QUOTED PASSAGE |
□ □ □ □ □
BACKGROUND OF THE INVENTION
Telephone lines have traditionally been developed and installed in networks
for transmitting voice communications. More recently, they have found a
use in transmitting digital type data, by means of modulator-demodulators
generally known as modems. Such telephone links have transmission
characteristics which are well adapted to transmitting analog signals at
frequencies of not more than about 4 kHz. When they are used for
transmitting digital signals, they tend to be useable at data rates of up
to about 4800 bauds. Such performance limits the volume of information
which may be transmitted in given time.
Thus, while telephone lines are well adapted to transmitting human speech
or to transmitting computer messages in the form of relatively low data
rate binary signals, they are not suitable for real time transmission of
images which are liable to change quickly in time. Image transmission
requires a relatively large amount of information to be transferred in
comparison to the volume of information needed for a voice message. The
image must be divided into point-like zones or "pixels" which are smaller
with increasing definition to be transmitted. A signal representative of
the brightness of each pixel must be produced. The set of such signals
must then be transmitted, generally in series in the form of a sequence.
Each sequence corresponds to an image, and the level of the signal at a
given instant in the sequence corresponds to the brightness of a
corresponding point in the transmitted image.
Such sequences are transmitted, as is well known, in television systems. In
order to show moving scenes in such systems, the transmitted images must
be renewed at a relatively high rate. It is necessary to have links
capable of transmitting a frequency band whose width is orders of
magnitude greater than the bandwidth of single telephone links.
Attempts have already been made to improve the comfort of telephone
communications by transmitting the parties' images to each other by means
of such a TV-like system which is generally called a visiphone. The
development of such systems has been held back by their cost which is
particularly related to the fact that the information transmission
capacity required for transmitting adequate images is twenty to forty
times greater than the capacity needed for a speech only telephone line.
□ □ □ □ □
STORED DATA |
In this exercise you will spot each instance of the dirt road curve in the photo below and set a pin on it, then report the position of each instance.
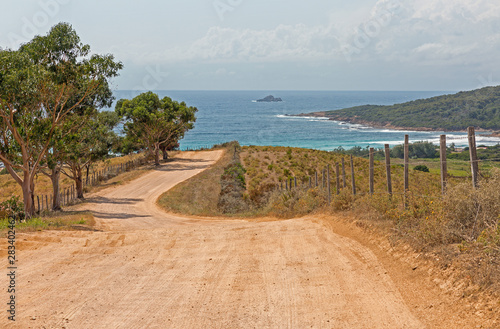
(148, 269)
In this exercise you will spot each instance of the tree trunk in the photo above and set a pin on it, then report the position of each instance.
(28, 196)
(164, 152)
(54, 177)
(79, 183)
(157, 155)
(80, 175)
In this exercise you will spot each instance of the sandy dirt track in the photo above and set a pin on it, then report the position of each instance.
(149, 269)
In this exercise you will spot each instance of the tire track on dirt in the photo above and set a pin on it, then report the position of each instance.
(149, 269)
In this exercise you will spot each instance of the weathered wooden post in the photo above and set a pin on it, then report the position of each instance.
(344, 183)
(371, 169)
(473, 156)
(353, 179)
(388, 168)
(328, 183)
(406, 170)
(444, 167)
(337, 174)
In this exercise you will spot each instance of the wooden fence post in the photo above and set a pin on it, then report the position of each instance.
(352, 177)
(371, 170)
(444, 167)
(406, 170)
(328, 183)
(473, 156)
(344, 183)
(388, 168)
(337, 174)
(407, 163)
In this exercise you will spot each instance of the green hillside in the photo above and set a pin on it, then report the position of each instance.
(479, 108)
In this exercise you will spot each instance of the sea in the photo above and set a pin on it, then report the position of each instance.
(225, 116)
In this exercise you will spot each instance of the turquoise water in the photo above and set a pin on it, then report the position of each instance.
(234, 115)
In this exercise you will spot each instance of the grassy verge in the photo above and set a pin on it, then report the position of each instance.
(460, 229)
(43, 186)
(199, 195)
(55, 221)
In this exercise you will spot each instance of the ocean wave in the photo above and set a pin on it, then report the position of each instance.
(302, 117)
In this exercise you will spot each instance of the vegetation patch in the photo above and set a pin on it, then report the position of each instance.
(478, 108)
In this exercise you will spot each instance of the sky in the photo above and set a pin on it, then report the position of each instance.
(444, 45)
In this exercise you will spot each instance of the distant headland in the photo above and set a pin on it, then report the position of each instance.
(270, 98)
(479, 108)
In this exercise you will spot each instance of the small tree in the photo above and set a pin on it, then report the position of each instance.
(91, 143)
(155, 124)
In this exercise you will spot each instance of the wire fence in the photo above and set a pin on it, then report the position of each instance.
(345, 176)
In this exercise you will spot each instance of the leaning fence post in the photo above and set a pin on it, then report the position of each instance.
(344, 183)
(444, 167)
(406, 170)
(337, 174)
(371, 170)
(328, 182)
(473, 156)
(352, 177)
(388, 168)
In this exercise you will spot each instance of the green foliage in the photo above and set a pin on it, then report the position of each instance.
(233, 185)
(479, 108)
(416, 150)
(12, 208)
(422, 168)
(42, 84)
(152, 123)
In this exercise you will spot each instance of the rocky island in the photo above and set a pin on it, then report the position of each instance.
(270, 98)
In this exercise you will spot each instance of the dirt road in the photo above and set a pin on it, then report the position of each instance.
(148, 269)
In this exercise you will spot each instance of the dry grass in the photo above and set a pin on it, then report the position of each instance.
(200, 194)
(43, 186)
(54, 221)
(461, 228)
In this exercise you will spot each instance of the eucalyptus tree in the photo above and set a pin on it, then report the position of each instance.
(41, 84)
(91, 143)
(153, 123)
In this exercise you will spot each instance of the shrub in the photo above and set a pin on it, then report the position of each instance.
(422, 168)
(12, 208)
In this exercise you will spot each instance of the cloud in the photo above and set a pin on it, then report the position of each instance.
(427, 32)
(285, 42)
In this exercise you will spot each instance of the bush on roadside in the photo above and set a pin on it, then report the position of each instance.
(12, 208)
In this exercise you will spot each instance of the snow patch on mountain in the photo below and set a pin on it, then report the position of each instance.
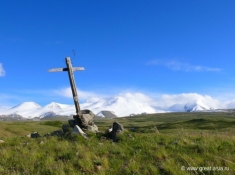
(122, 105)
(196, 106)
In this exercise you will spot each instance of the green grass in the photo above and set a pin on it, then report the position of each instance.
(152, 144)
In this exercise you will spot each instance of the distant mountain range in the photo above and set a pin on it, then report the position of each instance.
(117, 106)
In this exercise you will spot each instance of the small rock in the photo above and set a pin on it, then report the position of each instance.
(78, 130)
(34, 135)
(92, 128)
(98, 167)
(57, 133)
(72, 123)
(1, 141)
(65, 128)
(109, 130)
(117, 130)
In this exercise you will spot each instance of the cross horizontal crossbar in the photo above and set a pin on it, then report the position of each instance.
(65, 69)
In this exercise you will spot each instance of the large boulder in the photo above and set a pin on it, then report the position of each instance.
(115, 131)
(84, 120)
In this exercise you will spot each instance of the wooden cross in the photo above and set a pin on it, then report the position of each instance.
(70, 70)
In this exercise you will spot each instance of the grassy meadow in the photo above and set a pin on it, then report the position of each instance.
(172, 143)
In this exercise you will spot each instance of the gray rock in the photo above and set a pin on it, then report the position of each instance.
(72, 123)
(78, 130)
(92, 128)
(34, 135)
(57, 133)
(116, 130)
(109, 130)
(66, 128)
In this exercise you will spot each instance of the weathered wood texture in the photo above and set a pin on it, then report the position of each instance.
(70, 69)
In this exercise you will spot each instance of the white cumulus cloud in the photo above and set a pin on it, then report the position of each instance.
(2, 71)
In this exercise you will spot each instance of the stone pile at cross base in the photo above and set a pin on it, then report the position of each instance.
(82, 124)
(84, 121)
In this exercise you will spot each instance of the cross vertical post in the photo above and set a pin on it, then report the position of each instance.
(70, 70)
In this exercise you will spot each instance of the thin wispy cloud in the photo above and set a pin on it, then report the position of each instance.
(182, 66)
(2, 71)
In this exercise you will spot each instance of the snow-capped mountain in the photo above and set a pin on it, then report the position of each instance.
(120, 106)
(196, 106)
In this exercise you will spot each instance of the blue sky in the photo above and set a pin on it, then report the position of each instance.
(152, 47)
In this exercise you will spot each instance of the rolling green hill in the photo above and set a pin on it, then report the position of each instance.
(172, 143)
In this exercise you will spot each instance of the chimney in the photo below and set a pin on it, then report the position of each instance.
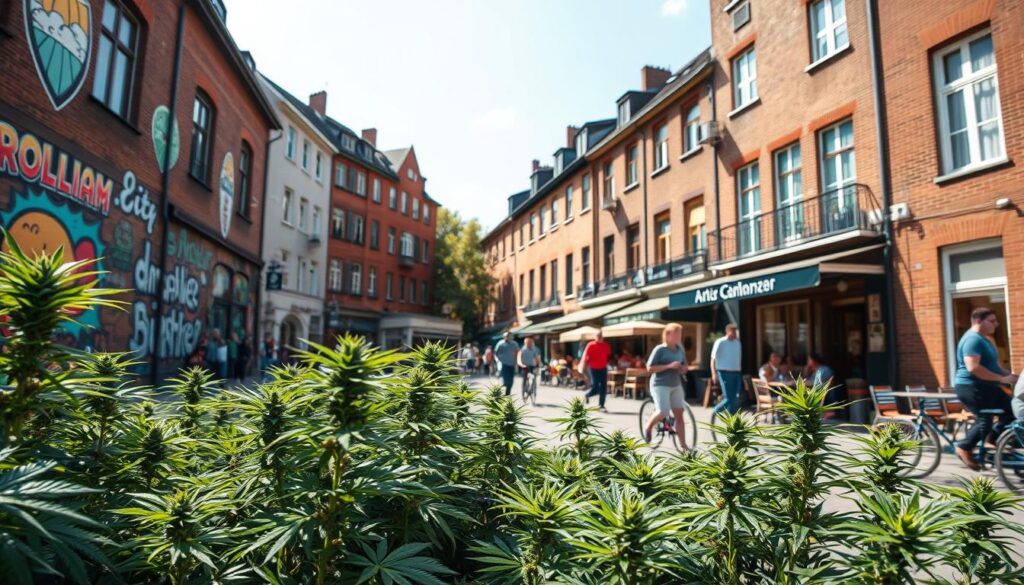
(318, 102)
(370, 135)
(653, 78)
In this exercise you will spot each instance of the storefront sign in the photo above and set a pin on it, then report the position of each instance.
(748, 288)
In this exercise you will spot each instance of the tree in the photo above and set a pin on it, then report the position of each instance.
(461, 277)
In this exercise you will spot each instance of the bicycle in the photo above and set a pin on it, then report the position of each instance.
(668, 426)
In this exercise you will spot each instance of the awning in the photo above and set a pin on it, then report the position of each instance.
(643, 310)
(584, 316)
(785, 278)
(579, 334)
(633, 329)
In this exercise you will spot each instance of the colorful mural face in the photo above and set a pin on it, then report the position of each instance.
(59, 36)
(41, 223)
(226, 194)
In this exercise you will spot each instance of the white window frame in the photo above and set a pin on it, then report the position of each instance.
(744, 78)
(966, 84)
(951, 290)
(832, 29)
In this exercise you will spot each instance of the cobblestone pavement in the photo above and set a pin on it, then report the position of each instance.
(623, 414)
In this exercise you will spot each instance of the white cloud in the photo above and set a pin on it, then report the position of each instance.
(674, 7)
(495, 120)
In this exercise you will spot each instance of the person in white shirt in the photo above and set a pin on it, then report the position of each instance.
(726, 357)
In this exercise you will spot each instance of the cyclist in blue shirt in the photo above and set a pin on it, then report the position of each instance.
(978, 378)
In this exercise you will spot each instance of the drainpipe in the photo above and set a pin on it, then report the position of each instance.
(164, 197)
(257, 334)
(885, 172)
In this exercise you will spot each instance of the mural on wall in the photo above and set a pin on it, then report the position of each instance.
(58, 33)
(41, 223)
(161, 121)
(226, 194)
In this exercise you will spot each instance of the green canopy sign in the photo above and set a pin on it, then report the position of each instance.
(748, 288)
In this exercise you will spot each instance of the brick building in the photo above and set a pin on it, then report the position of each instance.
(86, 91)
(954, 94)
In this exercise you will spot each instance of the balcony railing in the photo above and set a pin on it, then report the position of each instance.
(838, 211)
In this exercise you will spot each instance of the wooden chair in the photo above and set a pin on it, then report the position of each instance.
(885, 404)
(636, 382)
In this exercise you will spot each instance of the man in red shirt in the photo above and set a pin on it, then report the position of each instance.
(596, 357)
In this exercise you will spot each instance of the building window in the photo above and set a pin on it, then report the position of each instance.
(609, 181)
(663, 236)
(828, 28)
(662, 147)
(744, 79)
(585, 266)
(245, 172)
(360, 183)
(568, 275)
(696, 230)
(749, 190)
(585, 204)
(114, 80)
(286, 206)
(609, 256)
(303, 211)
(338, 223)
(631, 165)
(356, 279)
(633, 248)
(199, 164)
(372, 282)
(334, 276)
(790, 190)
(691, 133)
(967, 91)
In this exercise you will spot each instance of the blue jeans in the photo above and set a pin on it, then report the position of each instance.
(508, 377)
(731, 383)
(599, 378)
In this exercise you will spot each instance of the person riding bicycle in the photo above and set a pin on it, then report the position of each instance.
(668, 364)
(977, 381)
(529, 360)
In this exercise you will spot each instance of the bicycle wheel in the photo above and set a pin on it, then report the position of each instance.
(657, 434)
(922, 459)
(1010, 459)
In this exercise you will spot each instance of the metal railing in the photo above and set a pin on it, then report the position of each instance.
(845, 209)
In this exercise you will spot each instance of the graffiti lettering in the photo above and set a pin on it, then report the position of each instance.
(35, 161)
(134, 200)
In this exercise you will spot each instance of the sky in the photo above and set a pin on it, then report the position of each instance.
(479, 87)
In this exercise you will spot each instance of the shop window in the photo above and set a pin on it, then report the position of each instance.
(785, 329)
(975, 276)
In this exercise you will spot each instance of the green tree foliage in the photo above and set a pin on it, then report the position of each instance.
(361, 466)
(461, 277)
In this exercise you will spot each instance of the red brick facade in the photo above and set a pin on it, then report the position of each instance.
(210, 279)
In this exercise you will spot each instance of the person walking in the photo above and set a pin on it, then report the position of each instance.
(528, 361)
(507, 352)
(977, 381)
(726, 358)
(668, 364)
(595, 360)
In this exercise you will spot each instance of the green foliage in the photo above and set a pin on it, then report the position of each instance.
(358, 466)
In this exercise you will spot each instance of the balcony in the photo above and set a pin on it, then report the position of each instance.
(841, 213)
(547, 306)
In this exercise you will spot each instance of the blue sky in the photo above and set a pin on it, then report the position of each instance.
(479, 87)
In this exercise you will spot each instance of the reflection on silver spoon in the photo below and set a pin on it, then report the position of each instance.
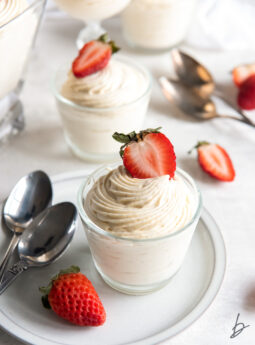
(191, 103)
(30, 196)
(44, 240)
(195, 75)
□ □ □ □ □
WORK TO COMPLETE |
A - List each step that the background passage says is needed to transmit an image.
B - Quote the background passage word for word, everything from "Attempts have already" down to "only telephone line.".
C - According to the background passage, what is the TV-like system for exchanging the parties' images during a telephone call generally called?

EXERCISE ANSWERS |
A -
- Divide the image into point-like zones, or "pixels."
- Produce a signal representative of the brightness of each pixel.
- Transmit the set of such signals, generally in series, as a sequence.

B -
Attempts have already been made to improve the comfort of telephone
communications by transmitting the parties' images to each other by means
of such a TV-like system which is generally called a visiphone. The
development of such systems has been held back by their cost which is
particularly related to the fact that the information transmission
capacity required for transmitting adequate images is twenty to forty
times greater than the capacity needed for a speech only telephone line.

C - A visiphone.